### [GOAL OF THE EXERCISE]
Extract the rows from the line with "of the banana" to the line with "pixel 576 37", both included, and copy them out without any change.
[START THE INPUT]
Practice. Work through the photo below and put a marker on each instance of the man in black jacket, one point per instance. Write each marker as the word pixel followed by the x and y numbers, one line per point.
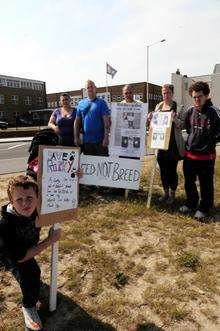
pixel 202 123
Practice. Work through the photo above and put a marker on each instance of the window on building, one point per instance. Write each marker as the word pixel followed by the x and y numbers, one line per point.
pixel 40 101
pixel 27 100
pixel 14 99
pixel 2 99
pixel 36 116
pixel 2 82
pixel 2 114
pixel 16 114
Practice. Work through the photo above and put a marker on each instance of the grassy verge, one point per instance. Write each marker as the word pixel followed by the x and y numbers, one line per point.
pixel 125 267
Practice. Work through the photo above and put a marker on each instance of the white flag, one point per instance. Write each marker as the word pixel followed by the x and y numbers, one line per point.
pixel 111 71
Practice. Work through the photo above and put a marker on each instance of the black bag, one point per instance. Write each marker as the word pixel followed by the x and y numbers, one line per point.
pixel 43 137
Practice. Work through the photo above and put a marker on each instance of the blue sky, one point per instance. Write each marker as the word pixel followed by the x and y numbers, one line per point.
pixel 65 42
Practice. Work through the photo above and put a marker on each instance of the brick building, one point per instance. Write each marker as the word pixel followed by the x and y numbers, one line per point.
pixel 114 94
pixel 19 97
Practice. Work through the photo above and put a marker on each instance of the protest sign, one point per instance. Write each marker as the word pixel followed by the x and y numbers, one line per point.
pixel 110 172
pixel 128 129
pixel 58 184
pixel 160 130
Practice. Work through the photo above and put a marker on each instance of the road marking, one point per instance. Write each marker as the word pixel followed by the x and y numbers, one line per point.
pixel 17 146
pixel 15 158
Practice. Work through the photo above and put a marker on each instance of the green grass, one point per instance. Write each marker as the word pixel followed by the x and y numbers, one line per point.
pixel 127 266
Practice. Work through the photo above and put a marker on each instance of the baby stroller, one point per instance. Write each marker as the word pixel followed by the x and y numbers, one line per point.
pixel 43 137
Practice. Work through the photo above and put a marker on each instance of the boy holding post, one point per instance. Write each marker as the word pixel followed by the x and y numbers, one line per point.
pixel 19 244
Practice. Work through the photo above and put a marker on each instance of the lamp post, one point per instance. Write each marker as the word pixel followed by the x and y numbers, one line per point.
pixel 148 46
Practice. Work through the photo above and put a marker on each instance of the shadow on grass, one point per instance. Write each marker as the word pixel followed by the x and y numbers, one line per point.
pixel 149 327
pixel 99 195
pixel 68 316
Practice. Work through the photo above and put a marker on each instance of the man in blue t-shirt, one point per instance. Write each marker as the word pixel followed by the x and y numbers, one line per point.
pixel 93 117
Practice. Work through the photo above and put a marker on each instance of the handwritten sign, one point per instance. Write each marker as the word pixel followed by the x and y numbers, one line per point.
pixel 58 183
pixel 110 172
pixel 160 129
pixel 128 129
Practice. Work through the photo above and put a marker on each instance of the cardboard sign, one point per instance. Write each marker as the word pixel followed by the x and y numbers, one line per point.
pixel 110 172
pixel 160 130
pixel 128 129
pixel 58 184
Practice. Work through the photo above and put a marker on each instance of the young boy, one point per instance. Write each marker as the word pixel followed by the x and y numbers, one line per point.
pixel 19 243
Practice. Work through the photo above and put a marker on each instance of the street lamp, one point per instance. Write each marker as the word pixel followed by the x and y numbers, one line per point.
pixel 148 46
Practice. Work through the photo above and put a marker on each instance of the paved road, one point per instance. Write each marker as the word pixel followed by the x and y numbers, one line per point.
pixel 13 156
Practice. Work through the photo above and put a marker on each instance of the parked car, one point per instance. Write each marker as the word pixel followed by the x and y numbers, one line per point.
pixel 3 125
pixel 24 122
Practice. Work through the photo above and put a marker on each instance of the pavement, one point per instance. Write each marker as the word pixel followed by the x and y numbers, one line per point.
pixel 12 140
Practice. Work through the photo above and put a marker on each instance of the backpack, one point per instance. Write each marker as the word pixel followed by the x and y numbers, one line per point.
pixel 43 137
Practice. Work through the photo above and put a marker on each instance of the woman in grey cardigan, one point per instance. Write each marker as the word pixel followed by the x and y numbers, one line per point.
pixel 168 159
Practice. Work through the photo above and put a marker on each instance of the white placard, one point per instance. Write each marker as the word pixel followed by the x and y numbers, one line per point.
pixel 128 129
pixel 59 180
pixel 161 119
pixel 110 172
pixel 158 137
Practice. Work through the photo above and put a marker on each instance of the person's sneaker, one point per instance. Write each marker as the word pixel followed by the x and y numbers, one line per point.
pixel 199 215
pixel 164 198
pixel 32 319
pixel 184 209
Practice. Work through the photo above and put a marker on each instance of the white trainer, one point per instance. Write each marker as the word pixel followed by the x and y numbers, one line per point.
pixel 199 215
pixel 32 319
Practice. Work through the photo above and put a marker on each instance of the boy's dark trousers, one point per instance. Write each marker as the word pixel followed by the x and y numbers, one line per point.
pixel 28 276
pixel 168 172
pixel 204 170
pixel 95 149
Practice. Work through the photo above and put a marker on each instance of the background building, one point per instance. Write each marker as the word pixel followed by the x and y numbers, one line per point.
pixel 19 97
pixel 182 83
pixel 114 94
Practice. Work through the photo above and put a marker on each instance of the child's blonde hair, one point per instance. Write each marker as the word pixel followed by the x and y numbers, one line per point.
pixel 21 181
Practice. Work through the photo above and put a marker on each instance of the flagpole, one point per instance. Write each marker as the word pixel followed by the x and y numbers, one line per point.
pixel 106 77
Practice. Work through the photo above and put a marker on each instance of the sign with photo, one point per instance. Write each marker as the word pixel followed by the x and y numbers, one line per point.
pixel 160 129
pixel 128 129
pixel 58 184
pixel 110 171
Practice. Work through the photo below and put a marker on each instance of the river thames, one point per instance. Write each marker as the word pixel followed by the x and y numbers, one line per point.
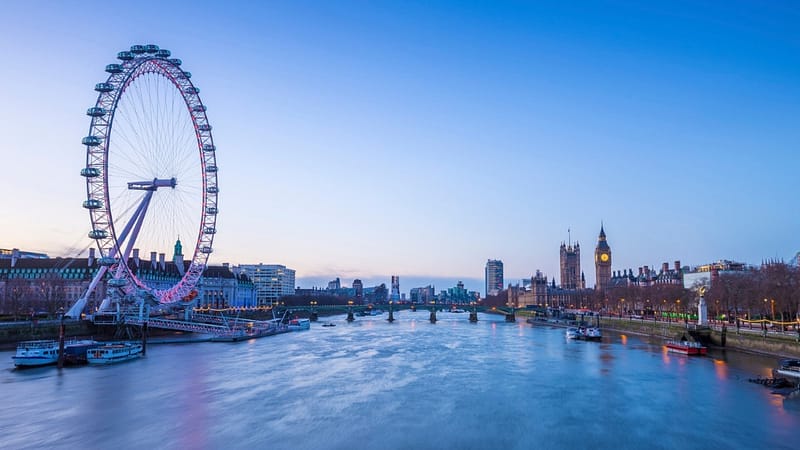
pixel 406 385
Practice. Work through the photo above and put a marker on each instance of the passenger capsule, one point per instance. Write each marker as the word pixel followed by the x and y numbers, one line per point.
pixel 103 87
pixel 92 204
pixel 91 141
pixel 114 68
pixel 95 111
pixel 90 172
pixel 107 261
pixel 98 234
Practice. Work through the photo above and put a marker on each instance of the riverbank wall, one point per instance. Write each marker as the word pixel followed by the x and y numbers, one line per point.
pixel 745 340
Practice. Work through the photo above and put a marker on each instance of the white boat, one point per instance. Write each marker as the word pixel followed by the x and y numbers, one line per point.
pixel 789 368
pixel 299 324
pixel 114 353
pixel 572 333
pixel 36 353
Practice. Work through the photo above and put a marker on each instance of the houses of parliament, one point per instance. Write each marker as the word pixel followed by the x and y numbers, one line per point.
pixel 573 293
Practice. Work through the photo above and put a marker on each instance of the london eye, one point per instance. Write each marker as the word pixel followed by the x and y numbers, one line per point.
pixel 151 174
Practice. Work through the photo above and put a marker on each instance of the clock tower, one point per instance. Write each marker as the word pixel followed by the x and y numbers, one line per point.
pixel 602 262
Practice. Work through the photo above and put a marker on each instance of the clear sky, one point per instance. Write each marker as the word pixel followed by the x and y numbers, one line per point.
pixel 420 138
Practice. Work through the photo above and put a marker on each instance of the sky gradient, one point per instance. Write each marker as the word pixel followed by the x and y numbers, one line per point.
pixel 365 139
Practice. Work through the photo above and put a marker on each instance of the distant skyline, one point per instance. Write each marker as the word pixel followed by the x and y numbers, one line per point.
pixel 366 139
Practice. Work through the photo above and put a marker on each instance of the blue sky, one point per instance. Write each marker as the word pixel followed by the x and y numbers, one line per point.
pixel 364 139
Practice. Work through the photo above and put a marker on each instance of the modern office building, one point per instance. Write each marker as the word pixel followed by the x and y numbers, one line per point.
pixel 271 281
pixel 494 276
pixel 423 294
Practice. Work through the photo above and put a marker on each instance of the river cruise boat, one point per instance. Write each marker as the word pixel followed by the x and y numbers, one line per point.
pixel 590 334
pixel 114 352
pixel 686 347
pixel 36 353
pixel 299 324
pixel 788 368
pixel 572 333
pixel 75 351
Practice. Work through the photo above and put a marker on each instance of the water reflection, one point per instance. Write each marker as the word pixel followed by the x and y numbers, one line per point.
pixel 411 384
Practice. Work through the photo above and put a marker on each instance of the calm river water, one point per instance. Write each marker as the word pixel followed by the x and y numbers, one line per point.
pixel 406 385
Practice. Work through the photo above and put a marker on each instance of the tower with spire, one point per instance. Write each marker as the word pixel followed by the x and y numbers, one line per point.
pixel 602 261
pixel 570 265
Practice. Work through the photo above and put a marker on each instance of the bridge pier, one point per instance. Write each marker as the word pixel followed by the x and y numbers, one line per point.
pixel 61 332
pixel 144 338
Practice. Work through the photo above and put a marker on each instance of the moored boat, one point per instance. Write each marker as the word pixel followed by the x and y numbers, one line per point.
pixel 36 353
pixel 75 351
pixel 572 333
pixel 114 352
pixel 299 324
pixel 591 334
pixel 788 368
pixel 686 347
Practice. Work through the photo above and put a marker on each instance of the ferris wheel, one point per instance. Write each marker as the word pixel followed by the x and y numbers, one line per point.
pixel 151 174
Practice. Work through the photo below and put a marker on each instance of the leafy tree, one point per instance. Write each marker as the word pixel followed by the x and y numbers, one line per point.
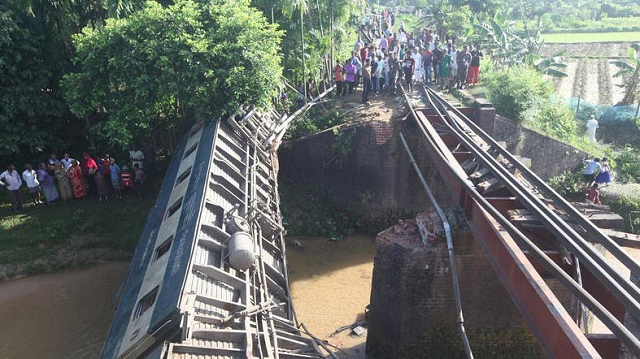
pixel 163 66
pixel 32 116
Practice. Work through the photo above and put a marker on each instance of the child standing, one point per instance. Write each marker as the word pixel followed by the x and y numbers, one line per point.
pixel 140 177
pixel 604 177
pixel 101 186
pixel 126 181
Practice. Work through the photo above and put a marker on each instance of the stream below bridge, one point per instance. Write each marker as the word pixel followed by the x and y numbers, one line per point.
pixel 67 314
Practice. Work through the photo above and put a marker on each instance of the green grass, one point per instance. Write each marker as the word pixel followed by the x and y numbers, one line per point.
pixel 582 37
pixel 40 232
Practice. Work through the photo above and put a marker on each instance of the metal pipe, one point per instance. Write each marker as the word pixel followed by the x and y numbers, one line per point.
pixel 598 235
pixel 600 311
pixel 452 258
pixel 620 287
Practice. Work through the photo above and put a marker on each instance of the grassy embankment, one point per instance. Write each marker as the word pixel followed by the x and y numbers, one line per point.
pixel 44 238
pixel 582 37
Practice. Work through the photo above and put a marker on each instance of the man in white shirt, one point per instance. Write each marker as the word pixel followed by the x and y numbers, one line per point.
pixel 66 162
pixel 30 177
pixel 402 37
pixel 11 180
pixel 592 125
pixel 136 157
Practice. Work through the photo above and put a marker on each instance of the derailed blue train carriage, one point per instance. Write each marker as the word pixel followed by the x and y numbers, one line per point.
pixel 208 278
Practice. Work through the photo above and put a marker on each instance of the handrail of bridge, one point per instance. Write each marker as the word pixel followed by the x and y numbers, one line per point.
pixel 625 336
pixel 620 287
pixel 558 200
pixel 452 257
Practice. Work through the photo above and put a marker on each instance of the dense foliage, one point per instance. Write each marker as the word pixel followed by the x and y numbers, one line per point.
pixel 32 114
pixel 164 65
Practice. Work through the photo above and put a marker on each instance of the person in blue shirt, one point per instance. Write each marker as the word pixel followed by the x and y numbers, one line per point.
pixel 590 171
pixel 115 177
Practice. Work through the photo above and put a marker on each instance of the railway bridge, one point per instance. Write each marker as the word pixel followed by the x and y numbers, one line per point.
pixel 209 275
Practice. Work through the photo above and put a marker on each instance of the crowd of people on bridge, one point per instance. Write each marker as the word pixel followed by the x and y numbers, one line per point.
pixel 596 173
pixel 388 57
pixel 67 178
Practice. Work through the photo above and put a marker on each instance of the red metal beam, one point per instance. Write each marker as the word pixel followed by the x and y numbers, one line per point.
pixel 557 333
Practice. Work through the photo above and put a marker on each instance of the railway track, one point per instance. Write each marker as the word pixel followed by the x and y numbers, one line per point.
pixel 492 186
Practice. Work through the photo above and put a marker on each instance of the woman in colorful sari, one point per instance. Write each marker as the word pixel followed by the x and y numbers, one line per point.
pixel 47 185
pixel 63 182
pixel 75 173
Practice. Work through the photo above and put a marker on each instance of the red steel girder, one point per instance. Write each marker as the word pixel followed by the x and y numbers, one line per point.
pixel 558 335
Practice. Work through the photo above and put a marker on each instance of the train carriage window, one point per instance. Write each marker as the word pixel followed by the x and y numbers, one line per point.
pixel 196 129
pixel 145 303
pixel 183 176
pixel 174 208
pixel 190 150
pixel 164 248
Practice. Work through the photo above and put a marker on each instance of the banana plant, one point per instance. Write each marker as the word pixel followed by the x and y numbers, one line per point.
pixel 629 69
pixel 553 65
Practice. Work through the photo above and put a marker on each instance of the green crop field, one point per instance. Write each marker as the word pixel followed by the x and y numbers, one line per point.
pixel 576 37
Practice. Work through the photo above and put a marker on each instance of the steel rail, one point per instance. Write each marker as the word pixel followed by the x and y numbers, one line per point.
pixel 616 327
pixel 558 200
pixel 621 288
pixel 452 257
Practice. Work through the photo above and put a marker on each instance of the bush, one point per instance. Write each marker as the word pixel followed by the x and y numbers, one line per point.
pixel 624 200
pixel 313 122
pixel 516 90
pixel 628 165
pixel 552 117
pixel 569 185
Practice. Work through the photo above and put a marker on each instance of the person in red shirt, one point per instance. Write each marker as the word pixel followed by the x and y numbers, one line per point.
pixel 337 70
pixel 89 168
pixel 593 195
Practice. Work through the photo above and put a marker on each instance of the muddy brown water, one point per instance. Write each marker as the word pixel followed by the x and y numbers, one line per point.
pixel 61 315
pixel 67 314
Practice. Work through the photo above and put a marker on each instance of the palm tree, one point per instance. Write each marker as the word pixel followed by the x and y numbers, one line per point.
pixel 630 69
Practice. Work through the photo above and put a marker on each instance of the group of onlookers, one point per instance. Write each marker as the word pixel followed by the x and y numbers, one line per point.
pixel 392 56
pixel 595 173
pixel 68 178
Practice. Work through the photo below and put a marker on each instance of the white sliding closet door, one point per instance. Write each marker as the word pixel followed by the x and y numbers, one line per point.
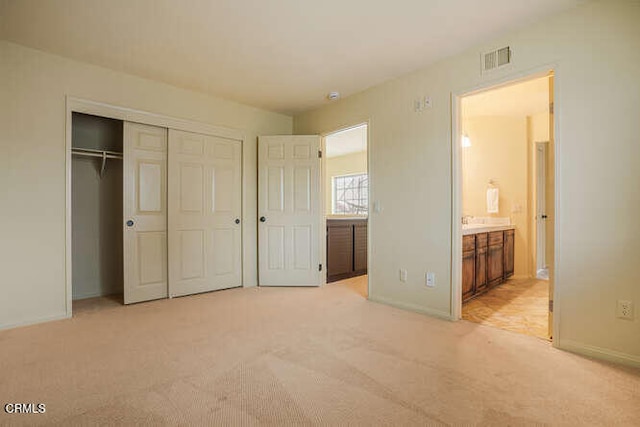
pixel 205 189
pixel 289 211
pixel 145 212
[END THE INPUT]
### [THE RESPONSE]
Practice. Work through the photo above and put a marker on each instance of the banana plant, one point per instance. Write each marker as the word pixel followed by the x and y numbers, one line per point.
pixel 629 69
pixel 553 65
Practice. Work through the photo above and put a marker on each instance of the green crop field, one point per instance. Write each marker as the word pixel followed by the x and y numbers, one line per point.
pixel 576 37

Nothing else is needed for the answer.